(DATASET ENTRIES begins)
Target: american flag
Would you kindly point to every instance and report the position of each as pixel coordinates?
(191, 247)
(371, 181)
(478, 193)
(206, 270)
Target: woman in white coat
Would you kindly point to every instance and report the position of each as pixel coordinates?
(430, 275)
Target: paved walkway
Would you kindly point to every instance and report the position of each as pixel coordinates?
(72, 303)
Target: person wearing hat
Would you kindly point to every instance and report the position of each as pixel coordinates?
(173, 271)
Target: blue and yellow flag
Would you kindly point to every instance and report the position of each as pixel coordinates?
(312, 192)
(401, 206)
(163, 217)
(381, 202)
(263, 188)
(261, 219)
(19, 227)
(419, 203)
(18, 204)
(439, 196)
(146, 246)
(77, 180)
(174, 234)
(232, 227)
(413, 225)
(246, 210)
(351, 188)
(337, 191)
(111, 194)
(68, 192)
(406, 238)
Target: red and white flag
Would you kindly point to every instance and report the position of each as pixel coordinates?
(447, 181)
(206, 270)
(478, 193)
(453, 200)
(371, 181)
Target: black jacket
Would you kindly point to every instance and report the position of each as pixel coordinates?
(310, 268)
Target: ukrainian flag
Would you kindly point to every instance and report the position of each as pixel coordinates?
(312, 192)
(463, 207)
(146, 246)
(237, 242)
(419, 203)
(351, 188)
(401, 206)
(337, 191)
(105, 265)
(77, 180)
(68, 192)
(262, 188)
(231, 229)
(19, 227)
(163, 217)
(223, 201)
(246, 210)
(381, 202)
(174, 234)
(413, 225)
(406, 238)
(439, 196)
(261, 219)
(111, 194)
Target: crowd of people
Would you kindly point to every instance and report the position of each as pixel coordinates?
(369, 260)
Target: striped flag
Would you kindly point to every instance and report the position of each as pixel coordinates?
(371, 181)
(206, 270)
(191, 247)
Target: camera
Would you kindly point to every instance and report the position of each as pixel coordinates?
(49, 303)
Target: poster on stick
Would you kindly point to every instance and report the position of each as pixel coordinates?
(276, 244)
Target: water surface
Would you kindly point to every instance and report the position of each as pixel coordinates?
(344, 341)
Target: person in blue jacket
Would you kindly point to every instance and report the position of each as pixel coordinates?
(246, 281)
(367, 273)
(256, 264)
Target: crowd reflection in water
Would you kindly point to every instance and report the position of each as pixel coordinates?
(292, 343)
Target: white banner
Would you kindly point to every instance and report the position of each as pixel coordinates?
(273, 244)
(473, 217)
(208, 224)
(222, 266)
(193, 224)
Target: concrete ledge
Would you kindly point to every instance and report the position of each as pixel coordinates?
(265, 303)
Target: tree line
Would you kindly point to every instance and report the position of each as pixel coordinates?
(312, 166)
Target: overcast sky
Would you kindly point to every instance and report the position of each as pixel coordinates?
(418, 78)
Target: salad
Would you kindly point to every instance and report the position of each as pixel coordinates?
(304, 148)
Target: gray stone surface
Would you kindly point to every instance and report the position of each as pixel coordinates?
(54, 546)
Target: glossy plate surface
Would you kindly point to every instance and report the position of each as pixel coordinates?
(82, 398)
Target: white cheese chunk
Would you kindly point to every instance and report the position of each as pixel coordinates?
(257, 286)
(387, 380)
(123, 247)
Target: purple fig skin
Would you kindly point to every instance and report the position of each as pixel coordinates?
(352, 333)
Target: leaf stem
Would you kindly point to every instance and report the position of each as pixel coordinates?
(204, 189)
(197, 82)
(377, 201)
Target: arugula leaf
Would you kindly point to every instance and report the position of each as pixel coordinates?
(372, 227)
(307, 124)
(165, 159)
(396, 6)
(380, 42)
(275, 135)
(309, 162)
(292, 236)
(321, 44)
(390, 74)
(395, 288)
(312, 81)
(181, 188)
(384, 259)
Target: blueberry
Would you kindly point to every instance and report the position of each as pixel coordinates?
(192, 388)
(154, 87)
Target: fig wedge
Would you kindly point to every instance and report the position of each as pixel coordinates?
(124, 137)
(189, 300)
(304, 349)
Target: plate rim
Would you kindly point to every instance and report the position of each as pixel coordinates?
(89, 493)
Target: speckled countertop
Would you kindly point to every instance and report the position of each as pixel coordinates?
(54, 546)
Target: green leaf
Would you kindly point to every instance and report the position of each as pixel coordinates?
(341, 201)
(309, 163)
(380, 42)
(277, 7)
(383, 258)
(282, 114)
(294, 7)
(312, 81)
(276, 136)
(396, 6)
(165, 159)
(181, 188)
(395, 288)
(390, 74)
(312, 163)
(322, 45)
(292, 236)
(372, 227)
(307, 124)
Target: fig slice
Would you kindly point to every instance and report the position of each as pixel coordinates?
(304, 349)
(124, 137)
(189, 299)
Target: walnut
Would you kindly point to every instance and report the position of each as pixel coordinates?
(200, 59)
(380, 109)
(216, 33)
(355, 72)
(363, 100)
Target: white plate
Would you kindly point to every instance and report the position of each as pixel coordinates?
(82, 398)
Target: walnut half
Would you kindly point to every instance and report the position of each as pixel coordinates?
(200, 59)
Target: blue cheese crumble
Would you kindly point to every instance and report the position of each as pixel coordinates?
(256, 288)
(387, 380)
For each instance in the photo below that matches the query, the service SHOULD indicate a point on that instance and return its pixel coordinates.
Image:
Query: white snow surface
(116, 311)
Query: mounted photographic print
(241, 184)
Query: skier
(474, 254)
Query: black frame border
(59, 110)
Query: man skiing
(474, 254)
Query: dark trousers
(DATASET ENTRIES ends)
REQUIRED WORK:
Copy out the entire material exactly.

ANSWER AREA:
Target: american flag
Would you kindly point to every instance and report the position of each as pixel coordinates?
(191, 247)
(371, 181)
(478, 193)
(206, 270)
Target: woman in white coat
Would you kindly point to every instance and report the position of each as pixel coordinates?
(430, 275)
Target: paved walkway
Would you kindly point to every instance and report the position of each as pixel coordinates?
(72, 303)
Target: person wearing hat
Would you kindly point to every instance and report the position of each as pixel coordinates?
(173, 271)
Target: blue and yellow flag
Would you kindly point to every instance and report the position of each as pixel coordinates?
(312, 192)
(401, 206)
(163, 217)
(381, 202)
(263, 188)
(261, 219)
(19, 227)
(419, 203)
(18, 204)
(439, 196)
(146, 246)
(77, 180)
(174, 234)
(232, 227)
(413, 225)
(246, 210)
(351, 188)
(337, 191)
(111, 194)
(68, 192)
(406, 238)
Target: red and white flag
Would you kindly point to every instance and report the position of each as pixel coordinates?
(447, 181)
(206, 270)
(478, 193)
(453, 200)
(371, 181)
Target: black jacket
Would you kindly point to every instance and report the position of each as pixel coordinates?
(310, 268)
Target: ukrainian flag
Would you kindly point to every instance and report the position of each as pixel coordinates?
(312, 192)
(463, 207)
(146, 246)
(237, 242)
(419, 203)
(351, 188)
(401, 206)
(337, 191)
(105, 265)
(77, 180)
(68, 192)
(262, 188)
(231, 229)
(19, 227)
(163, 217)
(223, 201)
(246, 210)
(381, 202)
(174, 234)
(413, 225)
(406, 238)
(439, 196)
(261, 219)
(111, 194)
Target: crowd of people
Would you kindly point to every instance and report the position of each as pixel coordinates?
(369, 260)
Target: striped flag
Would you kindly point to every instance and report the position of each as pixel coordinates?
(371, 181)
(206, 270)
(191, 247)
Target: camera
Would you kindly point to every instance and report the position of each as pixel coordinates?
(49, 303)
Target: poster on stick
Would you kindly point to every instance and report the position of each as pixel coordinates?
(276, 244)
Target: water surface
Would you kindly point to every instance and report the position of each as pixel coordinates?
(344, 341)
Target: person in blue jacket
Would you kindly point to every instance and report the position of each as pixel coordinates?
(246, 281)
(367, 273)
(256, 264)
Target: crowd reflection in water
Would you kindly point to every instance and report the position of each as pixel coordinates?
(292, 343)
Target: white banner
Would you kindly point to every instance and report the position of each as pixel coordinates?
(273, 244)
(473, 217)
(208, 224)
(222, 266)
(193, 224)
Target: concrete ledge
Would you kindly point to every instance and report the position of each as pixel coordinates?
(265, 303)
Target: tree line
Would you kindly point to every instance and report the position of each as pixel coordinates?
(312, 166)
Target: overcast sky
Would you kindly point to every instance and report the position of each as pixel coordinates?
(418, 78)
Target: salad
Would you kindly point to every instance and report the position of each as pixel coordinates?
(304, 148)
Target: gray stone surface
Would you kindly point to every instance and report the position of each as pixel coordinates?
(54, 546)
Target: glossy plate surface
Would you kindly point to every instance and report the position of each as pixel coordinates?
(82, 398)
Target: white cheese chunk
Would you kindly point to every instance and report the position of each as pixel coordinates?
(257, 286)
(387, 380)
(123, 247)
Target: purple fig skin
Would you kindly point to every instance and report the position of each as pixel coordinates?
(352, 333)
Target: leaf stem
Would you kindly point to every instance and report the position of each as pixel coordinates?
(204, 189)
(197, 82)
(377, 201)
Target: arugula leaf
Would you kindly point to every instance and report the position of each as pixel coordinates?
(372, 227)
(307, 124)
(165, 159)
(396, 6)
(380, 42)
(275, 135)
(309, 162)
(292, 236)
(321, 44)
(390, 74)
(395, 288)
(312, 81)
(181, 188)
(384, 259)
Target: blueberry
Would you kindly point to every instance and report the position of each as pixel coordinates?
(192, 388)
(154, 87)
Target: fig wedge
Would you kindly point to every instance and report the position of each as pixel coordinates?
(124, 137)
(189, 300)
(304, 349)
Target: plate rim
Would you kindly point to every instance and report the position of each as pixel coordinates?
(89, 493)
Target: speckled countertop
Would you kindly point to every instance and report the position of each as pixel coordinates?
(54, 546)
Target: green leaf
Would you kindly point to every instance and report the position of each as pixel coordinates?
(341, 201)
(309, 163)
(380, 42)
(277, 7)
(383, 258)
(282, 114)
(294, 7)
(312, 81)
(276, 136)
(396, 6)
(165, 159)
(181, 188)
(395, 288)
(390, 74)
(312, 163)
(322, 45)
(292, 236)
(372, 227)
(307, 124)
Target: fig slice
Would you kindly point to every instance and report the position of each as pixel coordinates?
(304, 349)
(124, 137)
(189, 299)
Target: walnut
Would you kindly point to every instance and report the position of each as pixel coordinates?
(200, 59)
(380, 109)
(216, 33)
(355, 72)
(363, 100)
Target: white plate
Would you kindly point to every instance and report the position of each as pixel coordinates?
(82, 398)
Target: walnut half
Would you kindly point to every instance and report the position of each as pixel coordinates?
(200, 59)
Target: blue cheese crumble
Would you kindly point to every instance and report the position of each as pixel coordinates?
(256, 288)
(387, 380)
For each instance in the photo below that matches the query, the service SHOULD indicate a point on that instance and return its pixel coordinates.
Image:
Query: white snow surface
(116, 311)
Query: mounted photographic print
(241, 184)
Query: skier
(474, 254)
Query: black frame border
(59, 110)
Query: man skiing
(474, 254)
Query: dark trousers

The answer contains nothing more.